Extracted material:
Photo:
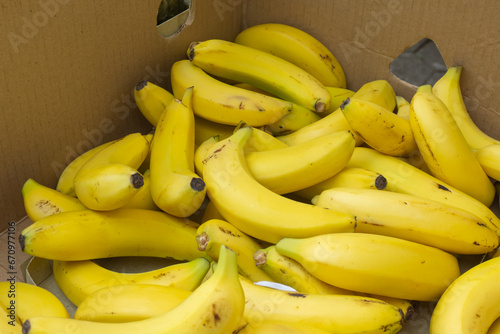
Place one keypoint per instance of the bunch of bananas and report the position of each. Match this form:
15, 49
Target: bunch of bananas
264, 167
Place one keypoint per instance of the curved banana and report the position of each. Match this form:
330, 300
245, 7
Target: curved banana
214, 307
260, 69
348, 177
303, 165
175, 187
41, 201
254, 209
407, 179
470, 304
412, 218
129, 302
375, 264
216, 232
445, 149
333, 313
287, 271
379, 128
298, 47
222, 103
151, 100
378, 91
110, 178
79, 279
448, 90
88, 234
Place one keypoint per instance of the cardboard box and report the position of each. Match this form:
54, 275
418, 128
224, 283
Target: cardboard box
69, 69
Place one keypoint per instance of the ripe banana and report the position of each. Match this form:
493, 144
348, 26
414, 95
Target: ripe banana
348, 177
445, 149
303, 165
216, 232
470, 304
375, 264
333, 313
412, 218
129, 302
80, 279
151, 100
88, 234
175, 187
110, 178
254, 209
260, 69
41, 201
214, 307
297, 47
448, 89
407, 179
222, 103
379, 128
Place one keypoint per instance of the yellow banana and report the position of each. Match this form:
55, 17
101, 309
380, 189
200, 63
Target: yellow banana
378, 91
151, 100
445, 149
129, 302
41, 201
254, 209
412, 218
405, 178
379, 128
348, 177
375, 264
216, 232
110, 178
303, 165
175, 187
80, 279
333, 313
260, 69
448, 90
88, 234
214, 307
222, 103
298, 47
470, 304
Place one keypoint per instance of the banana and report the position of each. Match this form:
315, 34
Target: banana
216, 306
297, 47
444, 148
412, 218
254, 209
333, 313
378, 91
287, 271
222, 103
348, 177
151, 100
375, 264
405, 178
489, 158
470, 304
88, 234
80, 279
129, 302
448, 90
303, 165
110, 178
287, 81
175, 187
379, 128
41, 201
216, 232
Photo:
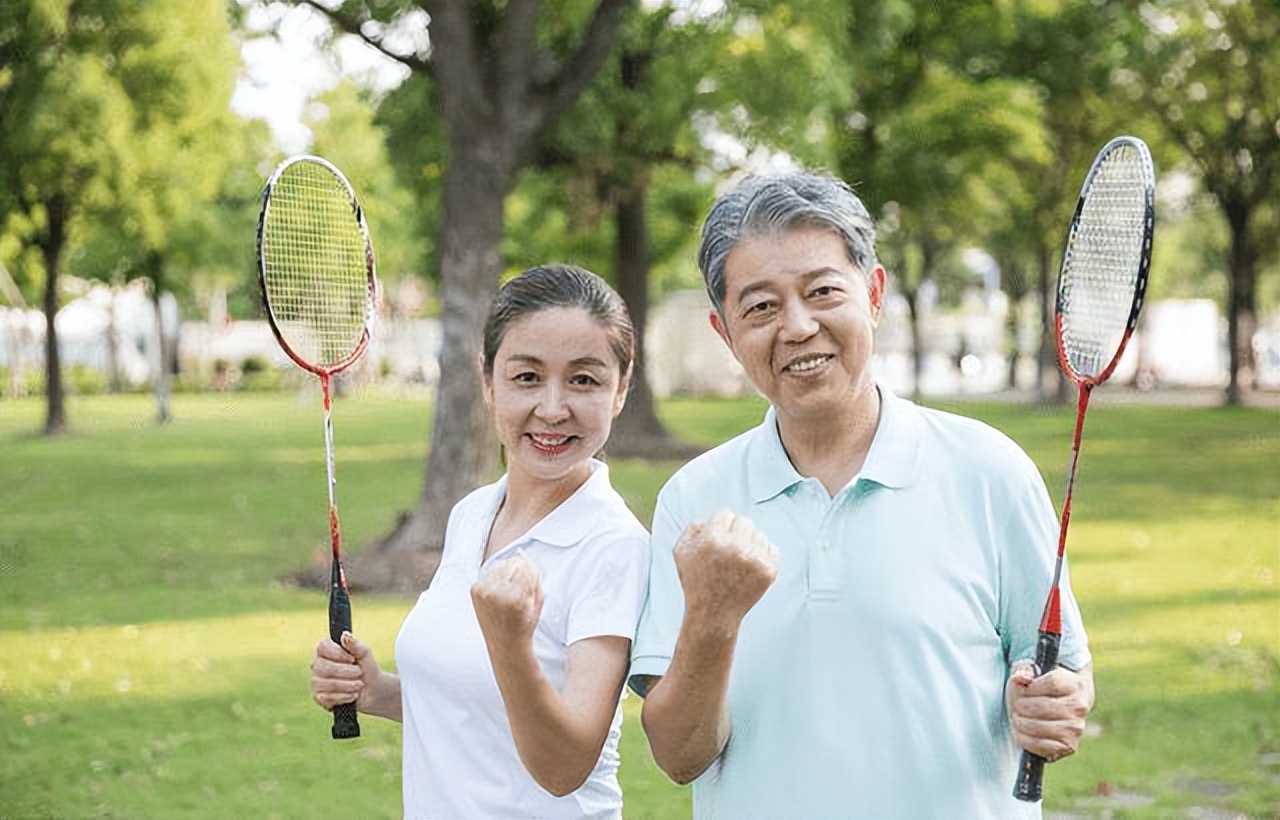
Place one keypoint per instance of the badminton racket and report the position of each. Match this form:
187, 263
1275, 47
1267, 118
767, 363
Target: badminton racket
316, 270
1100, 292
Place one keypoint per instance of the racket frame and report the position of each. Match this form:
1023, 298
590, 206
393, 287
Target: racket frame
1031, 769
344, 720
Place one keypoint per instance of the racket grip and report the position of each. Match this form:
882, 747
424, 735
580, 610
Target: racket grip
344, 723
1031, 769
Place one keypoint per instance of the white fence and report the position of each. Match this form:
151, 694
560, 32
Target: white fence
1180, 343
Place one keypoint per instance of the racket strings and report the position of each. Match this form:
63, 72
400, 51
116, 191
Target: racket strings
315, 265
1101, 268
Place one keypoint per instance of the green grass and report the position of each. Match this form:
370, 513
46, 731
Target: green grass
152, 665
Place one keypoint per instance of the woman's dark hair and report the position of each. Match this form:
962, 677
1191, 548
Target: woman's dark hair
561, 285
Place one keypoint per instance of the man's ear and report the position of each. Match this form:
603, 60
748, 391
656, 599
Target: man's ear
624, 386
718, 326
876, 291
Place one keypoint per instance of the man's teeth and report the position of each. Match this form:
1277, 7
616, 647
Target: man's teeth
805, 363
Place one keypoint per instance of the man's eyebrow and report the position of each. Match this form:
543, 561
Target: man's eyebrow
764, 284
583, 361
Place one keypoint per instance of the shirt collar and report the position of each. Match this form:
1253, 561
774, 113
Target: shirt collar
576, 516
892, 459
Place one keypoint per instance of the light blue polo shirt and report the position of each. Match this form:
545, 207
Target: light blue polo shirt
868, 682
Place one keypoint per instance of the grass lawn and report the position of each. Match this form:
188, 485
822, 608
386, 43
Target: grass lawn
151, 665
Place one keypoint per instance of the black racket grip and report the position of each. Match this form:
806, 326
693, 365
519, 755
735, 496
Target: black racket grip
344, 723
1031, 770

...

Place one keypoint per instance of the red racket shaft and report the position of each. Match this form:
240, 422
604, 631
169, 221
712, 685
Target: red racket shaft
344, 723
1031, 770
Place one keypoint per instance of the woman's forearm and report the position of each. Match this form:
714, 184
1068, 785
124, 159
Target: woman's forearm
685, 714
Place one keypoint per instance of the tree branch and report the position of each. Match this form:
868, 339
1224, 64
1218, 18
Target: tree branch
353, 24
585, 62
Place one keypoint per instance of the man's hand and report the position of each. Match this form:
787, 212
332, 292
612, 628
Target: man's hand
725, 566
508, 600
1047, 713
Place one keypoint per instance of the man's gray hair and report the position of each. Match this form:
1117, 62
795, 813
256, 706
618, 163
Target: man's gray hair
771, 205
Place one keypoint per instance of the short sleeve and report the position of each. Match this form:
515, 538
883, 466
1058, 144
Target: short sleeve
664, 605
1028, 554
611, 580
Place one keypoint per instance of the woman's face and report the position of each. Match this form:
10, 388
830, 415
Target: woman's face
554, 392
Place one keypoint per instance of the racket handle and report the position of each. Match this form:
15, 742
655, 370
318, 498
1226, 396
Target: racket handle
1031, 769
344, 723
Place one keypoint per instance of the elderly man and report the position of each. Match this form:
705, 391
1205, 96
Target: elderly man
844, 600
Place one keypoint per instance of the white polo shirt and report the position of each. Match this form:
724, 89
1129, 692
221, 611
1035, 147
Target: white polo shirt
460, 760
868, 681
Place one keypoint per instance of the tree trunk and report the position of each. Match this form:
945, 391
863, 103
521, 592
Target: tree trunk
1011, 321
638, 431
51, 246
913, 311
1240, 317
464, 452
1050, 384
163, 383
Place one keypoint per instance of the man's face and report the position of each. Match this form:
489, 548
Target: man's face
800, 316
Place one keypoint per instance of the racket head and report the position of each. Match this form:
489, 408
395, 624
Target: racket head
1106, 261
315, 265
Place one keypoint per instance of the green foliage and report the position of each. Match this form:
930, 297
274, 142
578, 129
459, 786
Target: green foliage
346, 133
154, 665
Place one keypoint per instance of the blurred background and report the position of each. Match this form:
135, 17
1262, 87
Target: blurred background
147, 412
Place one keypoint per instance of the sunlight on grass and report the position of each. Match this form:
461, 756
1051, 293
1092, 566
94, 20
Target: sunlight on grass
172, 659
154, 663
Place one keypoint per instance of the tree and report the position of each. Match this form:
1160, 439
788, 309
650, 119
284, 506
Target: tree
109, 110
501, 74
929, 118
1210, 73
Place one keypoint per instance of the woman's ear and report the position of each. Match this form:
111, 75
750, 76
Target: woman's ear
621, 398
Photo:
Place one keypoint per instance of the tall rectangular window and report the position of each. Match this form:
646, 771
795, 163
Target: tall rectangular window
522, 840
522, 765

---

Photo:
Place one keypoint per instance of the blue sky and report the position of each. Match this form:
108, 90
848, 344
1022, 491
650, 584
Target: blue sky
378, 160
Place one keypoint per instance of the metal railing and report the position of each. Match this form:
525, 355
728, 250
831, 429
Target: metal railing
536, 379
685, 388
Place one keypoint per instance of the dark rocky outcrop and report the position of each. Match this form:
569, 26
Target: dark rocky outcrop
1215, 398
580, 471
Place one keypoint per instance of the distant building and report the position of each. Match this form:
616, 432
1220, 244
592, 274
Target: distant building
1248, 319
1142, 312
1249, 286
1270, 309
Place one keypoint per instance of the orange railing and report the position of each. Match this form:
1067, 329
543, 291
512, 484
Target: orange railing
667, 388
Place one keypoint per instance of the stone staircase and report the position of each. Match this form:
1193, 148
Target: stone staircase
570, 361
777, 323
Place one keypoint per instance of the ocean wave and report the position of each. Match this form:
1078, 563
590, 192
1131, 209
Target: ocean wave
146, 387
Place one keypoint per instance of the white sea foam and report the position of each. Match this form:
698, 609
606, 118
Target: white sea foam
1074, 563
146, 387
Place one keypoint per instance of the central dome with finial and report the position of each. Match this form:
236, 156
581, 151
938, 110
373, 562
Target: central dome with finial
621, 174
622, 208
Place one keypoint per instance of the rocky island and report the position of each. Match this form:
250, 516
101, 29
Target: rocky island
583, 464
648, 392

Objective: Please report every line of the records that contains the string "polo", copying each line whole. Case counts, so a line matches only if the capitalization is the same.

Result of this task:
Place one keypoint per instance of the light blue polo shirt and report the position of each. Match this form:
Target: light blue polo shirt
Place one keypoint per instance of the white polo shirt and report the position of each. Match this form:
Target: white polo shirt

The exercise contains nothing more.